### AIM OF THE TASK
Determine the number of lines in the following entries that hold the word "appreciated". Give only that number.

Dataset entries
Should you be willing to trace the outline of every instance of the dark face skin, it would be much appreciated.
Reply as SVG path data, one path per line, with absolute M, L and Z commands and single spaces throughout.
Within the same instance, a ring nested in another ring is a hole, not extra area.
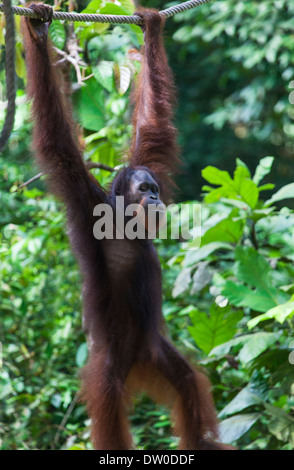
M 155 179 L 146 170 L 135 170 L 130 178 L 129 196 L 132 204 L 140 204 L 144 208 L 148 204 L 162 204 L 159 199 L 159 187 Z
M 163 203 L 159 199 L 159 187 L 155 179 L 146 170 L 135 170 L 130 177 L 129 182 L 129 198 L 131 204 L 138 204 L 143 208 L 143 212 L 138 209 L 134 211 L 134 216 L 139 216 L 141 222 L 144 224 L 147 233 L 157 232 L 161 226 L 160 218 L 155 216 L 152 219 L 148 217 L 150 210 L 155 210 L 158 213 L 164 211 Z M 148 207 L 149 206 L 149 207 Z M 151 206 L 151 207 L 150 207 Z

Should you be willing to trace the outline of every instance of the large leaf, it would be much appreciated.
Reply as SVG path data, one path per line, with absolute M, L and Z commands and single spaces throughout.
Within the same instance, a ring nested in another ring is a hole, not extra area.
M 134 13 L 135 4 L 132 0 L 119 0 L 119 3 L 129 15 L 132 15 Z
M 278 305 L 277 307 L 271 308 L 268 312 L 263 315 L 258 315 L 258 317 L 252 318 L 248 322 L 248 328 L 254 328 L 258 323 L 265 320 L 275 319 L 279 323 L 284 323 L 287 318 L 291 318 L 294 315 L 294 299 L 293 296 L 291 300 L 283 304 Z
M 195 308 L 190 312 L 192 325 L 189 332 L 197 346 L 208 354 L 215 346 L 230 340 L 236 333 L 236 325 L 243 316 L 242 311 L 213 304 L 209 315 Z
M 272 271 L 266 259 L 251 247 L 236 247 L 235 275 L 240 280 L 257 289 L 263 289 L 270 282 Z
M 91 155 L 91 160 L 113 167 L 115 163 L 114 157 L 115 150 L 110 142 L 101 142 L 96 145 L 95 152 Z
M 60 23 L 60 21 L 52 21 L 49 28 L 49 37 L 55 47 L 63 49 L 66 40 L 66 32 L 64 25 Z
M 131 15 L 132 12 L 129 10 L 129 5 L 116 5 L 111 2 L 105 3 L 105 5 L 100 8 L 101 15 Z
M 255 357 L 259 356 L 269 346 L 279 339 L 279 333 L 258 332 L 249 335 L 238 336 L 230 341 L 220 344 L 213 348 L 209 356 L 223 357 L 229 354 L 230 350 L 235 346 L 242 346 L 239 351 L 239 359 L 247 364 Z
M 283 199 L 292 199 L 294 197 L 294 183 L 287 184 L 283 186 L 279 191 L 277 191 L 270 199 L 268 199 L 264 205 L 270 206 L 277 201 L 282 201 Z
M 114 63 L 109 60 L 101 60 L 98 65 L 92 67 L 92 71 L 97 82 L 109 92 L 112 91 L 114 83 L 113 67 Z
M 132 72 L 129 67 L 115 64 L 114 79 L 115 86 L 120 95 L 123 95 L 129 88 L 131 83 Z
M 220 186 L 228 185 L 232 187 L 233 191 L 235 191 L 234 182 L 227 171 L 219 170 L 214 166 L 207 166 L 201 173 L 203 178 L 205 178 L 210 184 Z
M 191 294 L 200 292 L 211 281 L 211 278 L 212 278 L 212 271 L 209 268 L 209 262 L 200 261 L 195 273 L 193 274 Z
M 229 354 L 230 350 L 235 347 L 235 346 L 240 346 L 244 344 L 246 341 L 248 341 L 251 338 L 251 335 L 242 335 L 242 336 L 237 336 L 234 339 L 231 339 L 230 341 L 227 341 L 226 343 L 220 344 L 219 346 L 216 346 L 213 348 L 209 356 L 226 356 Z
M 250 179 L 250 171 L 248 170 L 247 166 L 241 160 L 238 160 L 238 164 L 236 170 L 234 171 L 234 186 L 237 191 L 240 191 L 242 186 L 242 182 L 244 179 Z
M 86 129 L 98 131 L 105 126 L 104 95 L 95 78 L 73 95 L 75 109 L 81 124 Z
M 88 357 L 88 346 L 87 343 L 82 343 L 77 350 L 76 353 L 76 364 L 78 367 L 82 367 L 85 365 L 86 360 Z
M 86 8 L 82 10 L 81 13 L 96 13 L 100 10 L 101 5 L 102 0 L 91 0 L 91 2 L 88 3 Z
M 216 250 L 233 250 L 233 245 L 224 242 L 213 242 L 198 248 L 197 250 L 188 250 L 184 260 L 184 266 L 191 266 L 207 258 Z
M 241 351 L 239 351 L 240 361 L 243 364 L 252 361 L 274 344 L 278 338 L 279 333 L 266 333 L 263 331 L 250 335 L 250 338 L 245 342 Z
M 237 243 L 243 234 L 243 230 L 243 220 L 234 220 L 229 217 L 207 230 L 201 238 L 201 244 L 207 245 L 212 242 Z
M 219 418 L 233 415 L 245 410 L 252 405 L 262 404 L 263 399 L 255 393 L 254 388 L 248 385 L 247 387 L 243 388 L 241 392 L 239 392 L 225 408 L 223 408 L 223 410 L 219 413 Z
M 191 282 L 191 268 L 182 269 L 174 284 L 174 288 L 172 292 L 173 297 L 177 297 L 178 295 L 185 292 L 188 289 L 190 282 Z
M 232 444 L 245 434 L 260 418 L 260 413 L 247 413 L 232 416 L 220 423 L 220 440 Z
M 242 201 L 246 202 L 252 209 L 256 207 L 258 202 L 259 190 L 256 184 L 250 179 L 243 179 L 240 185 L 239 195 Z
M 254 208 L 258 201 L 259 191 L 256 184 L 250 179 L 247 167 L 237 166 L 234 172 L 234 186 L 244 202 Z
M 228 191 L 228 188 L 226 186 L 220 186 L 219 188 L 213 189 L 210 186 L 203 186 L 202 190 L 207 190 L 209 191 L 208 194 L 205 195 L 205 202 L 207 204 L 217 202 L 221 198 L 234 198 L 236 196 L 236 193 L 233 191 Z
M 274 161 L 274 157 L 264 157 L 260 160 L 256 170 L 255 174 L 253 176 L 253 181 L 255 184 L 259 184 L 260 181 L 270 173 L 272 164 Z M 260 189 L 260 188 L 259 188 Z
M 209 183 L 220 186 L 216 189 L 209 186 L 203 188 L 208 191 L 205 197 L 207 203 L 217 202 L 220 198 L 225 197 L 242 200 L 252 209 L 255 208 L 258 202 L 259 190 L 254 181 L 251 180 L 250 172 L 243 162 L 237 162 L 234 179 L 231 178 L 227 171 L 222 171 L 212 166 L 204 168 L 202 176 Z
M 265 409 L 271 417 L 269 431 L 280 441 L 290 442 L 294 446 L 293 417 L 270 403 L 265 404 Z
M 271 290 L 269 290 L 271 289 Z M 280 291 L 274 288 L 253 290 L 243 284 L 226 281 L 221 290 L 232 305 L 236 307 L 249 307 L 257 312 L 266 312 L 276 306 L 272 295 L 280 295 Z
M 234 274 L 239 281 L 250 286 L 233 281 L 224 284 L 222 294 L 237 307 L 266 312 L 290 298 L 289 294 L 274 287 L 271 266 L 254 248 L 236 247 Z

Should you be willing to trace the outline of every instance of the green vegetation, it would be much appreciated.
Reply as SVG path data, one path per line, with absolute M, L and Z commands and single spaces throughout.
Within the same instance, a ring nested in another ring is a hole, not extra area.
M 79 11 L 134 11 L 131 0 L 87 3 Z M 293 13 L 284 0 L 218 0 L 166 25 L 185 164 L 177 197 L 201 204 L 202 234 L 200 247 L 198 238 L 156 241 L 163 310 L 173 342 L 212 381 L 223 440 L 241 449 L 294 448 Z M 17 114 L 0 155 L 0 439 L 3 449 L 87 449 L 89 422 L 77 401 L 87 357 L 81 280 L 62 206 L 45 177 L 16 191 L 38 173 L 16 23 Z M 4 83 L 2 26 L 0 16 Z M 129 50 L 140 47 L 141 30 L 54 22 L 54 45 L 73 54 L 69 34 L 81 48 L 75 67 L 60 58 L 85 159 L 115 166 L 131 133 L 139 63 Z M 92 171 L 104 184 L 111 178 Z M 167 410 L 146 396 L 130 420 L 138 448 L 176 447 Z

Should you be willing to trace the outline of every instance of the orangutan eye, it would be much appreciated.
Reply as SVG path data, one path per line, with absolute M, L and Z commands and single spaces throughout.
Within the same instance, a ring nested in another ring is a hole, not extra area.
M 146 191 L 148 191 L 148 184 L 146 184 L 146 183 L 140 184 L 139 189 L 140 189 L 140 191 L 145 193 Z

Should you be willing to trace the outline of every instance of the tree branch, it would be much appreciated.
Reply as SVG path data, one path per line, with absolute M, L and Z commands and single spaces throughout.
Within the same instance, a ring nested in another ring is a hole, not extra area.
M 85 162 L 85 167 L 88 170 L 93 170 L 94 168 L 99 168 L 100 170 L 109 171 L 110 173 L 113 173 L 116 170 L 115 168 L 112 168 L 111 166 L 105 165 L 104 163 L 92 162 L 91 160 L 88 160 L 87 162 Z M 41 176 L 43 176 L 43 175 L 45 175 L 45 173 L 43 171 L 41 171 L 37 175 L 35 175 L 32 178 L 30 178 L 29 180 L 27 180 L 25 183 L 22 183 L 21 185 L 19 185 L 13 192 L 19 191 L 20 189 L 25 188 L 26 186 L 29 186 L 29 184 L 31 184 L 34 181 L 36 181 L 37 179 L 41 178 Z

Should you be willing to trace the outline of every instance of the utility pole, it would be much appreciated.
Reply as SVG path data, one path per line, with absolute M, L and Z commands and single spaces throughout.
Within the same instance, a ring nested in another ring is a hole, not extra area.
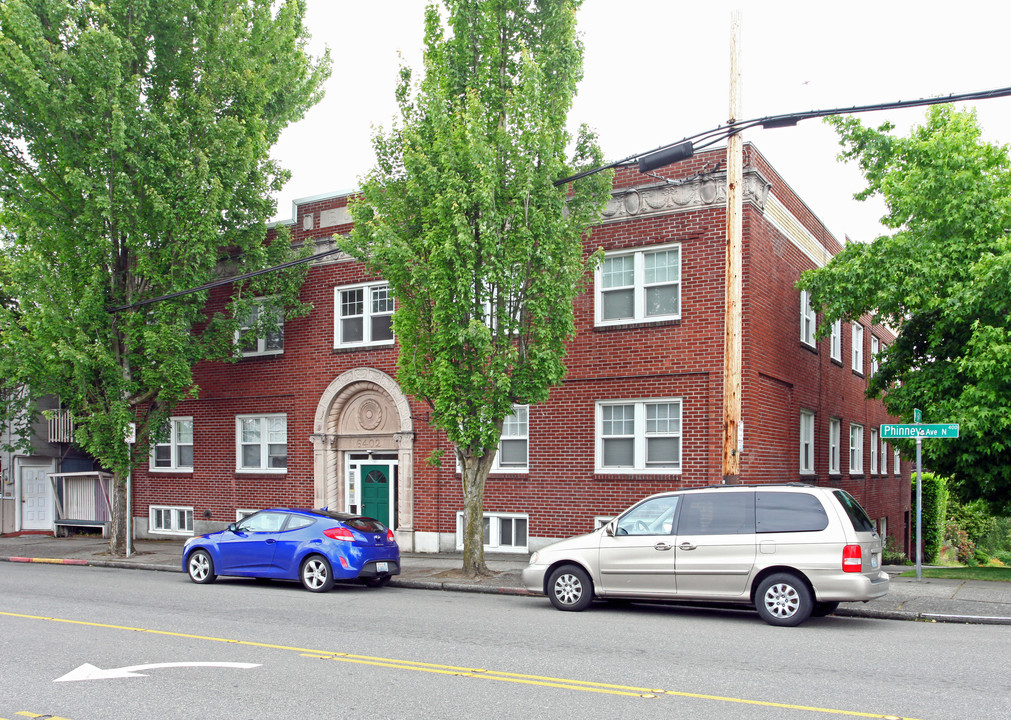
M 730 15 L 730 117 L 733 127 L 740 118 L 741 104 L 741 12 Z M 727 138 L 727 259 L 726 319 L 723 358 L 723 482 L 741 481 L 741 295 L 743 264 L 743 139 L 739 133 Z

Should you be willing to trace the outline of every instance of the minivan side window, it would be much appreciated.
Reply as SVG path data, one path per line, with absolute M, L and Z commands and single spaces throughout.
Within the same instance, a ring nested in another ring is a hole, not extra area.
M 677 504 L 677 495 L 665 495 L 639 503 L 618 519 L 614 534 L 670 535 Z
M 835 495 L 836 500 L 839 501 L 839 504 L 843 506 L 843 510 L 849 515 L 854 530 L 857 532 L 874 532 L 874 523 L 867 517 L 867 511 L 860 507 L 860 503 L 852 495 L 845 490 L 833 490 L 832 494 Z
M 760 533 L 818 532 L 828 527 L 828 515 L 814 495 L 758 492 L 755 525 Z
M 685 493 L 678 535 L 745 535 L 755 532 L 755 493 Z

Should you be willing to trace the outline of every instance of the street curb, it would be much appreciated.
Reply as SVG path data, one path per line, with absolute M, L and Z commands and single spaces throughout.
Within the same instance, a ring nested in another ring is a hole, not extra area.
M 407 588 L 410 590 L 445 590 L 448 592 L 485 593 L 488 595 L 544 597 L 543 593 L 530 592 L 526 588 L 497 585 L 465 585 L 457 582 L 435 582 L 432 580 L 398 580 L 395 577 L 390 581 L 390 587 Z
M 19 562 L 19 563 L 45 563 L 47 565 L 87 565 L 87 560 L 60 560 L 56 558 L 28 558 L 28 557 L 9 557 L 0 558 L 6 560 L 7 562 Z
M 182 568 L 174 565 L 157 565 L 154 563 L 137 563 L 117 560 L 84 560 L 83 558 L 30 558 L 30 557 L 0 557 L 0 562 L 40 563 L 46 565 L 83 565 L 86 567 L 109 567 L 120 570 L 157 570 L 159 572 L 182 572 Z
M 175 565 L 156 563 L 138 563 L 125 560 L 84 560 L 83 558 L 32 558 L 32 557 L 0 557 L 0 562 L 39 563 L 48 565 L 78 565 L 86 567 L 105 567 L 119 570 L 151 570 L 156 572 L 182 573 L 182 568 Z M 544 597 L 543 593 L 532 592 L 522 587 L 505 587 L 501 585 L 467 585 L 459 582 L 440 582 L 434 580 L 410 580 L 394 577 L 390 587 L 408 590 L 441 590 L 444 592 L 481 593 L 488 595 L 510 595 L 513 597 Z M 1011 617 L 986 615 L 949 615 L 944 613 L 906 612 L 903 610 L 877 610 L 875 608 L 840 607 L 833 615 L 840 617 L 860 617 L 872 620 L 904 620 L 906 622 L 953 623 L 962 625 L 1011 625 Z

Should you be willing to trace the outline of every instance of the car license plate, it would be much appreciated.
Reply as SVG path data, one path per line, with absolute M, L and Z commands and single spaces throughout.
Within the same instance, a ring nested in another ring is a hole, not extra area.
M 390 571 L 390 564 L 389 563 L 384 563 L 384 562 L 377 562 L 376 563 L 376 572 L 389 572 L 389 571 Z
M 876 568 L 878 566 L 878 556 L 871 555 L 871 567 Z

### THE ANSWER
9